### ASSIGNMENT
Could you show each line of the records that contains the word "concrete"?

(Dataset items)
= Beginning of Section =

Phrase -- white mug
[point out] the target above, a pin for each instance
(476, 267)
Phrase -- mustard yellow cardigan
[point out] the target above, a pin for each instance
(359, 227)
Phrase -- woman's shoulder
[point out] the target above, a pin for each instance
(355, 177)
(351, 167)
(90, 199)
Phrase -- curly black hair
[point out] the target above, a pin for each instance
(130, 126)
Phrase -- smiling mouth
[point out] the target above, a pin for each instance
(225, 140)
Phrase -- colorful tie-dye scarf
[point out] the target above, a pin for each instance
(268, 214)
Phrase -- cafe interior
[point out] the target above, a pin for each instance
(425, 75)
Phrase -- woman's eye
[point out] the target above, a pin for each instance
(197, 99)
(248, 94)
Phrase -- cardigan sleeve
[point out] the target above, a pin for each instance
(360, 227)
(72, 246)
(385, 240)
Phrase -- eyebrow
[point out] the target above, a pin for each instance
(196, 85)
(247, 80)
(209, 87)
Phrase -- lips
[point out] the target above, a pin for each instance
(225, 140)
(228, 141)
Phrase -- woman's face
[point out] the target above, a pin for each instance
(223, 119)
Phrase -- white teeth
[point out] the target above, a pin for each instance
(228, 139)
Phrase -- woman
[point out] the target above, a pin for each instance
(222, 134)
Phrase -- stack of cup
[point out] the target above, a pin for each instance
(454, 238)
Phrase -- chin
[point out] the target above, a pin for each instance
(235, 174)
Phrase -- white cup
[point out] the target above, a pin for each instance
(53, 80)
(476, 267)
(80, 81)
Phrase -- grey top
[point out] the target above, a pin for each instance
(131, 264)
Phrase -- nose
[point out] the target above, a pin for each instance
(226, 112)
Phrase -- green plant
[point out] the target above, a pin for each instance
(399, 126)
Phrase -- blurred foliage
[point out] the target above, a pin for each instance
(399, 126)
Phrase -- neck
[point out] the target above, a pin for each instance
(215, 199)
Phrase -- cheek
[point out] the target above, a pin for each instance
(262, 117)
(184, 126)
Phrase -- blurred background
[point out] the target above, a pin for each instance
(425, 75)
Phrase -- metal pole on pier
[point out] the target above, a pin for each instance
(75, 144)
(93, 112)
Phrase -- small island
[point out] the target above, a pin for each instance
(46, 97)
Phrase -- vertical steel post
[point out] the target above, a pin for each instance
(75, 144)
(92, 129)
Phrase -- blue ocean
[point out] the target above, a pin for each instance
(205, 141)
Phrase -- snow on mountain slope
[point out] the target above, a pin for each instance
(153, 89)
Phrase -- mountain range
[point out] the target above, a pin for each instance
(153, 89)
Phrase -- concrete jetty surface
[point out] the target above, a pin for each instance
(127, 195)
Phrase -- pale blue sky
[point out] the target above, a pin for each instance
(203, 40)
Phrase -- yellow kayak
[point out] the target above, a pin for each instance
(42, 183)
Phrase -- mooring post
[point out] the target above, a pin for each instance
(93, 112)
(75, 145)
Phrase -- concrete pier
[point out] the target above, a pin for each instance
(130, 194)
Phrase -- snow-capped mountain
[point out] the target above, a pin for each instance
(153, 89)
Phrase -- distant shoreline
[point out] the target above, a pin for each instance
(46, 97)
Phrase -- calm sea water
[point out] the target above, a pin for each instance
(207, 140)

= End of Section =

### RESULT OF THE TASK
Phrase -- concrete jetty surface
Phrase -- concrete pier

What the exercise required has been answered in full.